→ EXERCISE DETAILS: Nothing in the records may be changed; retype them in full.
PROVIDED RECORDS Start Marker
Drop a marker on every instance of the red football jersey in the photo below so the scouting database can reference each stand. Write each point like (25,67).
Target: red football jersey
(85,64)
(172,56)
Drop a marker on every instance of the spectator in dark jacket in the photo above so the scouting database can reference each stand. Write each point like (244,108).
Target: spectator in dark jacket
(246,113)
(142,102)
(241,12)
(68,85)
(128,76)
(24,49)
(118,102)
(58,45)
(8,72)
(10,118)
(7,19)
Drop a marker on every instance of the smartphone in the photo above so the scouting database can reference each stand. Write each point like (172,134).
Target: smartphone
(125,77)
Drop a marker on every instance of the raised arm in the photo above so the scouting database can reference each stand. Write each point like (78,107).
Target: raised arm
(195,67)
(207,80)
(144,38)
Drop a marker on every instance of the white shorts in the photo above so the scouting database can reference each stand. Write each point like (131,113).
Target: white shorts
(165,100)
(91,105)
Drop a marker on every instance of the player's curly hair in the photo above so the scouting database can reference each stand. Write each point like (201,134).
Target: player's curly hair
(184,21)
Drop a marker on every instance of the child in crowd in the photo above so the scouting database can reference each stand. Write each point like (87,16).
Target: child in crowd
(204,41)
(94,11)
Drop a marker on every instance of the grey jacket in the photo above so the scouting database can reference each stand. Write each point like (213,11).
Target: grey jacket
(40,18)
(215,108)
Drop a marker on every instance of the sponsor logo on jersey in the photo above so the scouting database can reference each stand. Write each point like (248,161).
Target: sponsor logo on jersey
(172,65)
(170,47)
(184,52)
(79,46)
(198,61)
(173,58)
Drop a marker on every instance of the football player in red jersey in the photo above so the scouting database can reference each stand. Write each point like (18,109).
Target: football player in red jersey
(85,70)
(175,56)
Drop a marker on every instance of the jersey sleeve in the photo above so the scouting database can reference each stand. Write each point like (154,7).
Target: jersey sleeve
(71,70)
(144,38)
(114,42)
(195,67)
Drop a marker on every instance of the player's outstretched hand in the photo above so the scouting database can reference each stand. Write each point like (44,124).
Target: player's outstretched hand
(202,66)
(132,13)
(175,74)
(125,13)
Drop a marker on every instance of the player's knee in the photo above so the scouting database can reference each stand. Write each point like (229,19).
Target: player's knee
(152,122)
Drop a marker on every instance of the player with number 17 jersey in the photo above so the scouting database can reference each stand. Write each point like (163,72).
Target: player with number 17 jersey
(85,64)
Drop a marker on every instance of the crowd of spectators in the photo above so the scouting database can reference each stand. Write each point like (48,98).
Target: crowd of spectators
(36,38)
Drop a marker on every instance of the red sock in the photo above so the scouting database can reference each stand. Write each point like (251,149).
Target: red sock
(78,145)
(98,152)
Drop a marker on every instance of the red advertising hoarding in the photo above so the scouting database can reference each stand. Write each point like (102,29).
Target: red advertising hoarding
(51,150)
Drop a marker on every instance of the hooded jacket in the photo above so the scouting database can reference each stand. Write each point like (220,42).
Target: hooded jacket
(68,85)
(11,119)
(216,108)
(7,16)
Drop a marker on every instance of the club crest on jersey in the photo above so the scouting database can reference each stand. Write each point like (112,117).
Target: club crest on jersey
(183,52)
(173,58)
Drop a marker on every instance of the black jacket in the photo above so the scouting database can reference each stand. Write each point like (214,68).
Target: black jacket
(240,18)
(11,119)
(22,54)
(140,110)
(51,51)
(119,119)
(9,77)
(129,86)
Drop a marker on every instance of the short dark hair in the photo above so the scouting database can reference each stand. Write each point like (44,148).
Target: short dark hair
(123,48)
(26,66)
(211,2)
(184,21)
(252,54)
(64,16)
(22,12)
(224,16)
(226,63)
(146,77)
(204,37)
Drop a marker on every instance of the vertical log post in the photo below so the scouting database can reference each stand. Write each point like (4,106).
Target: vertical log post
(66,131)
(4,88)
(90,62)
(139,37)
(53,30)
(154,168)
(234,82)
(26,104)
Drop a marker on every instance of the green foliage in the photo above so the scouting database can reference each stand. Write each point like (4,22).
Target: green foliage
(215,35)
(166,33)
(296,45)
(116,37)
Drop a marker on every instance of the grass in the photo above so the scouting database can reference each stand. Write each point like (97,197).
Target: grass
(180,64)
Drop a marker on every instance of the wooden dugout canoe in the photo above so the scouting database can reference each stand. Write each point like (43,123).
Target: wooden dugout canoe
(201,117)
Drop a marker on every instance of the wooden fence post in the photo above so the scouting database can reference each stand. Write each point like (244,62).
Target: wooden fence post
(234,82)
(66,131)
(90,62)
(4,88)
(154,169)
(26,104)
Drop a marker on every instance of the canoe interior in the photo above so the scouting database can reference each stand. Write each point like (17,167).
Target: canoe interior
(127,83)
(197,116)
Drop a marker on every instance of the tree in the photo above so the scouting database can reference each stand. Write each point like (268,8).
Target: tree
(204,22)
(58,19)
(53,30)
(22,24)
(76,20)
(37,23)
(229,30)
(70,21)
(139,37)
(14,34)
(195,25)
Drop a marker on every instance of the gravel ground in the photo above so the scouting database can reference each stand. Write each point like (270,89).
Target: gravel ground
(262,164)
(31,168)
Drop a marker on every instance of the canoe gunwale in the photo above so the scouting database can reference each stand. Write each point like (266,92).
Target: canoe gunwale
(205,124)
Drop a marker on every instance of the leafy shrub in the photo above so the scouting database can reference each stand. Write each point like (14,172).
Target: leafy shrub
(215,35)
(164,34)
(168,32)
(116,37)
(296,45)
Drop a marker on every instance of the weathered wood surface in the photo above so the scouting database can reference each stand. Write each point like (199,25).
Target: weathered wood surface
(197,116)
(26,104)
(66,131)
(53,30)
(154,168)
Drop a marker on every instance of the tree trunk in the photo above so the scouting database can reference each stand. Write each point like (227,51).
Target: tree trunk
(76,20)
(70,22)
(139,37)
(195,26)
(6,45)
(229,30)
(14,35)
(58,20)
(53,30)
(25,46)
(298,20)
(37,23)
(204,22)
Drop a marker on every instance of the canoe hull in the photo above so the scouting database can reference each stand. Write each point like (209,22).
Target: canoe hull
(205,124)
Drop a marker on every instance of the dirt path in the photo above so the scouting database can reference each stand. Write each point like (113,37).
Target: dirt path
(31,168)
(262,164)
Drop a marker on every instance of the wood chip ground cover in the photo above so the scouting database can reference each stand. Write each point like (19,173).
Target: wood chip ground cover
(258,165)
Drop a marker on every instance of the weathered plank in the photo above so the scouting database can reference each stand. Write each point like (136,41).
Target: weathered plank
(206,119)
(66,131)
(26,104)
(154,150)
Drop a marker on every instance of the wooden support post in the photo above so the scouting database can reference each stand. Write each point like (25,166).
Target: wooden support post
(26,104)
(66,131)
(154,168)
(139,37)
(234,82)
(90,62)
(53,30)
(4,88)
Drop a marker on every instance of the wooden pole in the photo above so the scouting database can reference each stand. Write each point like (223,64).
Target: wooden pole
PROVIDED RECORDS End Marker
→ RESPONSE:
Drop a marker on every instance of the red football jersey in the photo below so the scouting database can reference each stand. Write each point like (25,67).
Target: red football jersey
(85,64)
(172,56)
Drop a marker on every instance of the spectator in dark jacket in the photo above so the scouting database can reference each stand. Write each point like (244,108).
Target: spectator in dark jacket
(246,113)
(142,102)
(241,12)
(68,85)
(128,76)
(24,49)
(118,102)
(58,45)
(8,72)
(10,118)
(7,19)
Drop a marker on every instance of the smartphone in the photo above so the scouting database can reference each stand. Write each point like (172,134).
Target: smartphone
(125,77)
Drop a marker on every instance of the raised arm in the photo above so the scouting database can reference each stand. Write each point like (78,107).
Target: raised arm
(195,67)
(207,80)
(144,38)
Drop a marker on every instance of the white shorts in the photo above so the scouting database can reference each stand. Write each point like (131,113).
Target: white shorts
(165,100)
(91,105)
Drop a marker on every instance of the player's curly hair in the photo above so the scouting database can reference each stand. Write each point like (201,134).
Target: player's curly hair
(184,21)
Drop a marker on every instance of the child in crowd in the photo above so the scouting database can reference each stand. Write each point like (87,16).
Target: child in crowd
(204,41)
(94,11)
Drop a marker on every instance of the grey jacket in the photo above so the scouting database can reference each stand. Write each point like (213,11).
Target: grey jacket
(40,18)
(215,108)
Drop a marker on every instance of the sponsor logo on jersey in the photo above so the scouting database can reference each stand. Write each point like (248,161).
Target: sponsor logo on jersey
(172,65)
(170,47)
(184,52)
(79,46)
(198,61)
(173,58)
Drop a marker on every instance of the football player in red jersey in the photo above so the scouting database can reference each stand. Write each point like (18,109).
Target: football player in red jersey
(85,70)
(175,56)
Drop a marker on every instance of the jersey sleeve in the photo above so the scouting database can reference each stand. Write each point like (154,7).
Target: jersey sleeve
(71,70)
(144,38)
(114,42)
(195,67)
Drop a marker on every instance of the player's outstretched hand in the photo above so the scouting database can reference each stand. Write each point like (44,124).
Target: player's outstretched hand
(202,66)
(132,13)
(175,74)
(125,13)
Drop a marker on every instance of the player's knee in the photo above so the scouting database can reference each stand. Write each point like (229,19).
Target: player's knee
(152,122)
Drop a marker on every instance of the player with number 17 jersey in the photo above so the scouting database can reference each stand. Write each point like (163,72).
Target: player with number 17 jersey
(85,64)
Drop a marker on every instance of the crowd of spectators in the photo above so the scouting database can reference each stand. Write each point like (48,98).
Target: crowd of spectators
(36,38)
Drop a marker on every instance of the red sock in the photo above so the scouting database can reference each stand. Write each point like (251,149).
Target: red sock
(78,145)
(98,152)
Drop a marker on every instance of the red advertising hoarding in the photo above so the scouting database can reference each stand. Write each point like (102,29).
Target: red advertising hoarding
(51,150)
Drop a marker on every instance of the hooded jacket in the photo above so the scouting database can reference each stand. Write each point like (220,42).
Target: hooded jacket
(68,85)
(11,119)
(216,108)
(7,16)
Drop a marker on every instance of the club crest on jersey in the photo above so the scouting database can reference each stand. Write each point like (112,117).
Target: club crest on jersey
(183,52)
(173,58)
Drop a marker on every instance of the black jacket in the photo above so the scouting database can reference each stand. Write each point like (214,68).
Target: black jacket
(240,18)
(11,119)
(22,54)
(140,110)
(51,51)
(119,119)
(9,77)
(129,86)
Drop a marker on every instance of the short dark hair in the photo above so the scouting database can reference each stand. Write each point like (44,148).
Target: short dark hair
(123,48)
(26,66)
(211,2)
(184,21)
(252,54)
(64,16)
(22,12)
(224,16)
(226,63)
(146,77)
(204,37)
Drop a marker on every instance of the vertical log post in the photo below so the scouting database can reference each stand. Write each point like (4,106).
Target: vertical log post
(66,131)
(4,88)
(90,62)
(139,37)
(53,30)
(154,168)
(234,82)
(26,104)
Drop a marker on every instance of the green foliage in the photo above so the scouting database can reference each stand. Write each point like (4,22).
Target: green foliage
(215,35)
(166,33)
(296,45)
(116,37)
Drop a marker on every instance of the grass in the photo above so the scouting database can reference each stand. Write each point like (97,197).
Target: grass
(180,64)
Drop a marker on every instance of the wooden dugout canoe in the photo above so the scouting database can reference each stand. Write each point like (43,123).
Target: wooden dugout canoe
(201,117)
Drop a marker on every instance of the wooden fence post in the photo above so the scouting database can reference each stand. Write each point like (244,62).
Target: wooden fence post
(234,82)
(66,131)
(90,62)
(4,88)
(154,169)
(26,104)
Drop a marker on every instance of the canoe interior in the photo above so the scouting database can reference each stand. Write each point like (17,167).
Target: canoe interior
(127,83)
(197,116)
Drop a marker on every instance of the tree in the photo above so the scouting database can reference each stand. Write each point like (268,8).
Target: tree
(204,22)
(58,19)
(53,30)
(22,24)
(76,20)
(37,23)
(229,30)
(70,21)
(139,37)
(14,34)
(195,25)
Drop a marker on every instance of the gravel ground in the photo above so the scouting database can reference each stand. Write each point like (270,89).
Target: gravel ground
(262,164)
(31,168)
Drop a marker on every instance of the canoe gunwale in the photo above so the scouting database can reference each stand. Write each point like (266,92).
Target: canoe gunwale
(205,124)
Drop a marker on every instance of the leafy shrub in the photo above so the scouting database can reference each stand. Write each point like (14,172).
Target: leafy shrub
(215,35)
(164,34)
(168,32)
(116,37)
(296,45)
Drop a marker on every instance of the weathered wood surface in the photo above so the scouting database can reference each stand. Write each point like (199,25).
Target: weathered wood surface
(197,116)
(26,104)
(66,131)
(53,30)
(154,168)
Drop a marker on every instance of the tree trunk in the photo above so the scouting database can reference each stand. Write each point like (227,51).
Target: tree trunk
(76,20)
(70,22)
(139,37)
(195,26)
(6,45)
(229,30)
(14,35)
(58,20)
(53,30)
(25,46)
(298,20)
(37,23)
(204,22)
Drop a marker on every instance of the canoe hull in the photo above so the scouting database can reference each stand. Write each point like (209,22).
Target: canoe hull
(205,124)
Drop a marker on every instance of the dirt path in the photo above so the scouting database can reference each stand. Write each point like (113,37).
Target: dirt path
(31,168)
(262,164)
Drop a marker on every instance of the wood chip ground cover in the photo above so the scouting database can reference each stand. Write each point like (19,173).
Target: wood chip ground cover
(258,165)
Drop a marker on every instance of the weathered plank in the photo above so the scouting database can reference each stand. Write each point like (136,41).
Target: weathered plank
(206,119)
(66,131)
(26,104)
(154,150)
Drop a marker on every instance of the wooden support post in the photo above so the scouting database can reference each stand. Write each point like (25,166).
Target: wooden support post
(26,104)
(66,131)
(154,168)
(139,37)
(234,82)
(90,62)
(53,30)
(4,88)
Drop a marker on every instance of the wooden pole in the photo above so the scouting database can reference each stand. Write each point like (223,64).
Target: wooden pole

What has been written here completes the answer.